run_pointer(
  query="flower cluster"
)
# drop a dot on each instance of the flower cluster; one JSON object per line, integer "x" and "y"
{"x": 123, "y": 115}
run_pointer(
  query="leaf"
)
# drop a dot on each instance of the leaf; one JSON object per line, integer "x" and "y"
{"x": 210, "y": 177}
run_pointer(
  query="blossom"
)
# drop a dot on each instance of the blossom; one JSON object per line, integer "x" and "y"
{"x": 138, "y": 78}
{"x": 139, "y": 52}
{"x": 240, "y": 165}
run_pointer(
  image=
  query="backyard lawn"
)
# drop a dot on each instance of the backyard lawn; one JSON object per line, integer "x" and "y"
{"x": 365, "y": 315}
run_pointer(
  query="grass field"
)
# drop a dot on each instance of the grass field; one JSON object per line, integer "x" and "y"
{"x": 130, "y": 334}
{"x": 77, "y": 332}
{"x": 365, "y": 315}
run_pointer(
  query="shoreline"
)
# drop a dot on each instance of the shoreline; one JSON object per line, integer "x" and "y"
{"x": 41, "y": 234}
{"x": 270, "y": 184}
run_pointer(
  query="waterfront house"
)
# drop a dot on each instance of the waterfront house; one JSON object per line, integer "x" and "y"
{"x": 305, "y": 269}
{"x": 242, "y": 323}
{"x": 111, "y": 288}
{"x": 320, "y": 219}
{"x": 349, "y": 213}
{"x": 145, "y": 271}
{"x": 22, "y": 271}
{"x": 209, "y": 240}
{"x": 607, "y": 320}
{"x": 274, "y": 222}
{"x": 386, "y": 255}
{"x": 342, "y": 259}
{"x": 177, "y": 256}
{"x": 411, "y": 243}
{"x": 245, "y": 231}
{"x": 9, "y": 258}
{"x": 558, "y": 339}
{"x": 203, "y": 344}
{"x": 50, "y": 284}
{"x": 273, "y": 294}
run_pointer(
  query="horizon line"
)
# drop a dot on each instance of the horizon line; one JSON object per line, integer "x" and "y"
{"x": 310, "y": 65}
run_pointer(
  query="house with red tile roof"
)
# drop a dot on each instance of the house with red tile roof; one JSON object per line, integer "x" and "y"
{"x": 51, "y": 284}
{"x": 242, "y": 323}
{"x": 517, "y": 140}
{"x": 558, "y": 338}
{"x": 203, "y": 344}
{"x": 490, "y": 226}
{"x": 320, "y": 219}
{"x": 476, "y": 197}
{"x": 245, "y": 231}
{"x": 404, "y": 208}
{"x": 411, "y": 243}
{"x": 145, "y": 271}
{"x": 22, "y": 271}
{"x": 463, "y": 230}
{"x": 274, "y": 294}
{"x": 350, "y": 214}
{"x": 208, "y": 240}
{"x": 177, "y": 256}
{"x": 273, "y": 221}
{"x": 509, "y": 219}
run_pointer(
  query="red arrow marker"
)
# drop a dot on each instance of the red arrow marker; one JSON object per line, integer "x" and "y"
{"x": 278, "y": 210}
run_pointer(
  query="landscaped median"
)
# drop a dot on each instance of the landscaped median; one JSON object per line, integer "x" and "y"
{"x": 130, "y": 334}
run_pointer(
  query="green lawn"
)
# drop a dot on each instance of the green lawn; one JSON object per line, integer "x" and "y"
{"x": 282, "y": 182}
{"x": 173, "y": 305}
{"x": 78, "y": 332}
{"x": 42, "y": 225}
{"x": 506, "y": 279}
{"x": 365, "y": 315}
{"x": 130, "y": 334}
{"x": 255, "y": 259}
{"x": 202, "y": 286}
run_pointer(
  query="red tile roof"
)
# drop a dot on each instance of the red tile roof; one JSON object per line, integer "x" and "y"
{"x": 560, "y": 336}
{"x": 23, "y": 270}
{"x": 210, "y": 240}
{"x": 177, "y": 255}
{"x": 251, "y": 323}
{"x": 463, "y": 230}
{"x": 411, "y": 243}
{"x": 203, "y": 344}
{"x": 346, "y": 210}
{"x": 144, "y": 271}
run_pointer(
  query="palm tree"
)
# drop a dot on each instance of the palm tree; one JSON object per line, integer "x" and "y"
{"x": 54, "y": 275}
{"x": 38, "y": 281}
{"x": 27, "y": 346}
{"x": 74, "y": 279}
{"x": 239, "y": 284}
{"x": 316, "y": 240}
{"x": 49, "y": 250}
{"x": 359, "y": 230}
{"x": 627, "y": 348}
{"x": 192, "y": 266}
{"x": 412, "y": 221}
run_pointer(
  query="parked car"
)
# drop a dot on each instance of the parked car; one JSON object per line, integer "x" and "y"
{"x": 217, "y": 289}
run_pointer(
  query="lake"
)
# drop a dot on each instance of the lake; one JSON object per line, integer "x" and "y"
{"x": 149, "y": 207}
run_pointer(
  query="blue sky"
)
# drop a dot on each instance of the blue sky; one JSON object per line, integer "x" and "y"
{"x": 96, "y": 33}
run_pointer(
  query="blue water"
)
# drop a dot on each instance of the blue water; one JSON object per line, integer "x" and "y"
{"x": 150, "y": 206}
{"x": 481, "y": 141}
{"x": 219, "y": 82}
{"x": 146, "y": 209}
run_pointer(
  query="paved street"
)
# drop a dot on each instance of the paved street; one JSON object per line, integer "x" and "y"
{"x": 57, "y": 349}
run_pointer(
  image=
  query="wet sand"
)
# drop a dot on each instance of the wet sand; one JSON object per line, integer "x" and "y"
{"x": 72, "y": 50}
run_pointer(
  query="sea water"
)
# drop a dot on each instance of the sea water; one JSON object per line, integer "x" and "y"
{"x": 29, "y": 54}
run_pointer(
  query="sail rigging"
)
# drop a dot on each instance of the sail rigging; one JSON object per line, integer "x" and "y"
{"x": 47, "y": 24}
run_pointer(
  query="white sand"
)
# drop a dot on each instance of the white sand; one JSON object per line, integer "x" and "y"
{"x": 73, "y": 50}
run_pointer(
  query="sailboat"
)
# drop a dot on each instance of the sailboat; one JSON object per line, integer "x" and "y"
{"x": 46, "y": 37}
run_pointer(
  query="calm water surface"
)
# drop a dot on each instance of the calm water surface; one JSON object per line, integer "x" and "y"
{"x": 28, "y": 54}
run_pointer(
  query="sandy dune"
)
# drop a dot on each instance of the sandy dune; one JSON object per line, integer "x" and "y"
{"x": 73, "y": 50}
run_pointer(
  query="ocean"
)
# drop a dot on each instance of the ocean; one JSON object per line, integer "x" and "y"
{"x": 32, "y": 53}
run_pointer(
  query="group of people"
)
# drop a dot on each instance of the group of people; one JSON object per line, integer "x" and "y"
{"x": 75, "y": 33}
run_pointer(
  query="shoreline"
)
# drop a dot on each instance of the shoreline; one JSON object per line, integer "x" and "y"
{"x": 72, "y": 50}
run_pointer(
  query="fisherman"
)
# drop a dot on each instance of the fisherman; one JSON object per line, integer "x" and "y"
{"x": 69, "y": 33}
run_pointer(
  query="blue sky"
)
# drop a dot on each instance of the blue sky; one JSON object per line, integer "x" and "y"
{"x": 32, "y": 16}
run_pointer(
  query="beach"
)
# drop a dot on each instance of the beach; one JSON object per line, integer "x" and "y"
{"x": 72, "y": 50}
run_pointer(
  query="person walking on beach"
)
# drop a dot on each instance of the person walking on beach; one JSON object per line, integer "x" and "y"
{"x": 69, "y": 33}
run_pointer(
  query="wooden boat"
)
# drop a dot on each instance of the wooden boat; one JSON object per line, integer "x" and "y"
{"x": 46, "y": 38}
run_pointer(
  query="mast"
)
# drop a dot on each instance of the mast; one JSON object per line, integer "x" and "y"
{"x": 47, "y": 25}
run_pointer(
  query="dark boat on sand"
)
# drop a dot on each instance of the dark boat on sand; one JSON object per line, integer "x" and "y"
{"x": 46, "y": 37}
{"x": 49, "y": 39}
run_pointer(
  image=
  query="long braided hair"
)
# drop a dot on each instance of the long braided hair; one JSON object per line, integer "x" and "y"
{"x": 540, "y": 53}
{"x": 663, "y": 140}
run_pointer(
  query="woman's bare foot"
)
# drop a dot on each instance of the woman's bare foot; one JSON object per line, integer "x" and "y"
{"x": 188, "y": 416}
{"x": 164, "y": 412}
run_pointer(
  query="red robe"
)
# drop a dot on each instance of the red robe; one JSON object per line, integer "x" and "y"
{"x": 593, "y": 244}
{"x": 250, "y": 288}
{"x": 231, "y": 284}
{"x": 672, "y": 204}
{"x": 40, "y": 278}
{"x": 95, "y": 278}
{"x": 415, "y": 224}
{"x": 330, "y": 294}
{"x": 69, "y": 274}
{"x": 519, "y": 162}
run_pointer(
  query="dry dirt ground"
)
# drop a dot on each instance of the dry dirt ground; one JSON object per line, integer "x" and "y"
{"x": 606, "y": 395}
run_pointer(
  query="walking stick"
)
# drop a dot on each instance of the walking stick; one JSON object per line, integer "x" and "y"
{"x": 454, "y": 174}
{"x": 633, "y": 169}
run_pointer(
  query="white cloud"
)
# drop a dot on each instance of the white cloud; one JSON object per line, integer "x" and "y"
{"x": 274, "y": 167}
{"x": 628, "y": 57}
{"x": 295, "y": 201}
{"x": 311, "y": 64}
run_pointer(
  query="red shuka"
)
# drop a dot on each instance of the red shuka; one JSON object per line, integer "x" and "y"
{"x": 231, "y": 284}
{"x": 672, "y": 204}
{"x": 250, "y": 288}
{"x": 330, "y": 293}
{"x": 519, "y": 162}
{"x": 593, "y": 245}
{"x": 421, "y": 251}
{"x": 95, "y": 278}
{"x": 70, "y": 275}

----

Description of the task: Return each line of the items above that contains the string "palm".

Answer to the task:
  query="palm tree"
# drop a dot on each instance of the palm tree; one JSON object per line, integer "x" and "y"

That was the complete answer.